__Recorded data__.
(begin)

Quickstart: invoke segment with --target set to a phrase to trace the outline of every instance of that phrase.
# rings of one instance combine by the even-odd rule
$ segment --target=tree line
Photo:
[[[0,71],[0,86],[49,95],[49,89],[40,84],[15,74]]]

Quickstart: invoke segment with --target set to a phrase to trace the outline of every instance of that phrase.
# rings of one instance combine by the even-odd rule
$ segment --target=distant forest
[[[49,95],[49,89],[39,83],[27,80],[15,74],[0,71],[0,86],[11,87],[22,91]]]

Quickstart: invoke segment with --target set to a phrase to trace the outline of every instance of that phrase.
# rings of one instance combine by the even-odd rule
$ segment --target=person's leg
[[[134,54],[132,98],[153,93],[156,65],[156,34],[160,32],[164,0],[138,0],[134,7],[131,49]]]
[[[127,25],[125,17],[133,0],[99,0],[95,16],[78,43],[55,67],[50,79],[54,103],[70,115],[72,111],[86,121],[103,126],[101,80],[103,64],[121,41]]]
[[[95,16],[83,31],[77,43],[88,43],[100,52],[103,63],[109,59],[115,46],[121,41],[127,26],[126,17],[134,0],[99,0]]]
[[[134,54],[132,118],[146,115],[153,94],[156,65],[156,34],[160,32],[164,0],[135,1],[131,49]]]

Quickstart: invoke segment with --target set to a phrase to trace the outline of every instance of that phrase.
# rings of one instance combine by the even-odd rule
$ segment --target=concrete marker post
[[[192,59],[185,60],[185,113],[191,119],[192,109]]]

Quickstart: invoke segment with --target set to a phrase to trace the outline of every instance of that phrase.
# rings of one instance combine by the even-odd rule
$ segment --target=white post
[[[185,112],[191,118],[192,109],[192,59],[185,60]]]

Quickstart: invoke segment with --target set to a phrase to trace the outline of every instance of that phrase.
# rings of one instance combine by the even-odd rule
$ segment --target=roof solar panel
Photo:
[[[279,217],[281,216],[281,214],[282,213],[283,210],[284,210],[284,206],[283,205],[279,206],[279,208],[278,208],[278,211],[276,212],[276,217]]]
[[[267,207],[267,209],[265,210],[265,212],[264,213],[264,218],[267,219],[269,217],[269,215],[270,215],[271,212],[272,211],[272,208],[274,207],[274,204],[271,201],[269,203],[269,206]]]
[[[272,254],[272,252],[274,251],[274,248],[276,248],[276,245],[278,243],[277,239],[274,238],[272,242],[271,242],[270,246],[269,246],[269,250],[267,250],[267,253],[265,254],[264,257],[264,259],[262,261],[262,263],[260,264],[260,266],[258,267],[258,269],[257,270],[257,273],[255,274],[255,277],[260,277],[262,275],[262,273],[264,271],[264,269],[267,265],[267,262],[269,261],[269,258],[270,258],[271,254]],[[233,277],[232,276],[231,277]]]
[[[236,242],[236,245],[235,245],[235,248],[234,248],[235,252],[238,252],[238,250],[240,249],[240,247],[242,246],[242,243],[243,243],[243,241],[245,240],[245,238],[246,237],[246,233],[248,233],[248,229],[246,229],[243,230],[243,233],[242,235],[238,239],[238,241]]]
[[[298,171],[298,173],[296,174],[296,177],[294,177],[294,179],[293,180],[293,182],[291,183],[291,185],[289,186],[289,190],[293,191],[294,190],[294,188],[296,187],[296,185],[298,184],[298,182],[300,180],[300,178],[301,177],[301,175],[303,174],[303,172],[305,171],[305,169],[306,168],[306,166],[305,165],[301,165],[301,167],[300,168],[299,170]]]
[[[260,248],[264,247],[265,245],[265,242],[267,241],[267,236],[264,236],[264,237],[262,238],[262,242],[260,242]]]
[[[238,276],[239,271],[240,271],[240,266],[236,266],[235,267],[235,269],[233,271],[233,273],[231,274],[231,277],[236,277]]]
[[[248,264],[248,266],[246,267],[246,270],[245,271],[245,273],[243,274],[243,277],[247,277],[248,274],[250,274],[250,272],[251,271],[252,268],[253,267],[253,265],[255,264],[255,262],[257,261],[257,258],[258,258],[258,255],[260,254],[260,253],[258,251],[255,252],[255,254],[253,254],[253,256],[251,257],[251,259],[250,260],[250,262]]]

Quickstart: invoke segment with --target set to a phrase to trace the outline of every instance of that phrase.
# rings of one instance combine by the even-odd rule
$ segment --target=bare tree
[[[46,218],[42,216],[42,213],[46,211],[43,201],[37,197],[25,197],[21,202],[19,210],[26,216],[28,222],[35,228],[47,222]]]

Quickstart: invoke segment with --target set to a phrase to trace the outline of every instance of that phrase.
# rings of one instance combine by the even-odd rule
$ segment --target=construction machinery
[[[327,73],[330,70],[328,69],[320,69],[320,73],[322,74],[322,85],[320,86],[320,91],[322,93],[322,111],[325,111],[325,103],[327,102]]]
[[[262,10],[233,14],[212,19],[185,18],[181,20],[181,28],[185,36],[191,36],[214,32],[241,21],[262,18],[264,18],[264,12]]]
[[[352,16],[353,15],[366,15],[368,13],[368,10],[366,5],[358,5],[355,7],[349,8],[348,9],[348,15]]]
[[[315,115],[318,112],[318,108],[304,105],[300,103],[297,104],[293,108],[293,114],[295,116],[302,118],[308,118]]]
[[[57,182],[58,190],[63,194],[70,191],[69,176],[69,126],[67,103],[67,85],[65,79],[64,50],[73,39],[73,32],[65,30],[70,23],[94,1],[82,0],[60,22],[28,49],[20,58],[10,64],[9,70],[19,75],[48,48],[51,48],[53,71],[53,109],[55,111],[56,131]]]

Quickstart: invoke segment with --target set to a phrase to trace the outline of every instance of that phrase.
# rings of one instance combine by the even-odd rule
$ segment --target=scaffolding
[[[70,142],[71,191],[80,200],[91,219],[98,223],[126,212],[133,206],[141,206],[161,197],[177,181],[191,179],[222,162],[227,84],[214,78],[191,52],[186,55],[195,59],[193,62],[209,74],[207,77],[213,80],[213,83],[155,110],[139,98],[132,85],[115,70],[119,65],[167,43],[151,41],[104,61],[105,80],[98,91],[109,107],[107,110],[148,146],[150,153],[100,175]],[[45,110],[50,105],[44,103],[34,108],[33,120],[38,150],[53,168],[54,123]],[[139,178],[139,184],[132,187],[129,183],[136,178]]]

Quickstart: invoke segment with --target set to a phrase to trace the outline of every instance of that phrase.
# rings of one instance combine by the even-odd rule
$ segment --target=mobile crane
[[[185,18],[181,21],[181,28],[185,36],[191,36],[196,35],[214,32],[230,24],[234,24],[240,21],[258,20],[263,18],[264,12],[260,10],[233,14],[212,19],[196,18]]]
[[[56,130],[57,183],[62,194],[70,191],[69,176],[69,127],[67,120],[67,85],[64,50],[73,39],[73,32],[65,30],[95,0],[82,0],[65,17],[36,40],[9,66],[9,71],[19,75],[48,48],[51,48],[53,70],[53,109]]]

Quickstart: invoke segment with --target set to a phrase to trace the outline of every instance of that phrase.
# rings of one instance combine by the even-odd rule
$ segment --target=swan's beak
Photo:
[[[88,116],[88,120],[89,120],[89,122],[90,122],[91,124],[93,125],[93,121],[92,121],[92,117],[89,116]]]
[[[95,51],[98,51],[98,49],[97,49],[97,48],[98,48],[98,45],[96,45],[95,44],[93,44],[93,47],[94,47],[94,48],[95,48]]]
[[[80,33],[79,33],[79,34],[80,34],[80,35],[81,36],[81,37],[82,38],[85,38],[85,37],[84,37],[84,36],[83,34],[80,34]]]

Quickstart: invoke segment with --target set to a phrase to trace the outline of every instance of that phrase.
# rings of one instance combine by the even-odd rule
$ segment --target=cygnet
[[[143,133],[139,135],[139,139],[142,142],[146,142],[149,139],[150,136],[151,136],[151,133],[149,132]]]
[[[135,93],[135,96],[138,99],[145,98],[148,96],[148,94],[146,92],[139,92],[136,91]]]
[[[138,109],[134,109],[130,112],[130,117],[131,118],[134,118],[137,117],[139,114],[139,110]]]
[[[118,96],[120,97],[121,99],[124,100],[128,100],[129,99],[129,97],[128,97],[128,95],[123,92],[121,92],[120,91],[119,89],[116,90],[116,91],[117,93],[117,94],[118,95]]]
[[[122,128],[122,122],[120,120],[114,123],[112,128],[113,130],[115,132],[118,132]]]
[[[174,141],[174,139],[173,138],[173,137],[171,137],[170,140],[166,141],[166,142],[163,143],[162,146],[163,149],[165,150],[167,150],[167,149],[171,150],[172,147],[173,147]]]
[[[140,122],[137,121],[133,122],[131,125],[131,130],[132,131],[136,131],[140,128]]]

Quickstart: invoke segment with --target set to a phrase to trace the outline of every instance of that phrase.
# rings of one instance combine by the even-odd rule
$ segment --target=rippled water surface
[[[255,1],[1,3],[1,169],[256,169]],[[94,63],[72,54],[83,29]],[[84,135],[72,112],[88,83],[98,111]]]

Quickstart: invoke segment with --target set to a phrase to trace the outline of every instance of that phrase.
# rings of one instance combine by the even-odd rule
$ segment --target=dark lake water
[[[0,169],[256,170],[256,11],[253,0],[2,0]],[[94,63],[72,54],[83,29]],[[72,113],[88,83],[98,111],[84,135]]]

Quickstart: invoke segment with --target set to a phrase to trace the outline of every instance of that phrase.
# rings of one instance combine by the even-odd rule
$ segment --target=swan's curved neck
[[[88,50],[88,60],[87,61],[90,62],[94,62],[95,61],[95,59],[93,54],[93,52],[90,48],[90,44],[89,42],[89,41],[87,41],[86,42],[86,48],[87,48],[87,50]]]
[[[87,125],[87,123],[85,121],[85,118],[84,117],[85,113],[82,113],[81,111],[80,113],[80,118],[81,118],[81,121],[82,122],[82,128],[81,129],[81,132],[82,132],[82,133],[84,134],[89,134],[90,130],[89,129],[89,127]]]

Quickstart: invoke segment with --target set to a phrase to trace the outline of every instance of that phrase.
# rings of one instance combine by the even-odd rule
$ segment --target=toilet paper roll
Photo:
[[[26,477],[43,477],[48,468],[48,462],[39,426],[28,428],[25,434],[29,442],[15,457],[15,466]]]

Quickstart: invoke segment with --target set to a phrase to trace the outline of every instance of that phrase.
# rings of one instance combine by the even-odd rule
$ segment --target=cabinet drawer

(end)

__Directions for this task__. Filter the records above down to the lines that contain the string "water", and copy each of those lines. Case counts in the match.

__Worked solution__.
$ segment --target=rippled water surface
$ segment --target=dark lake water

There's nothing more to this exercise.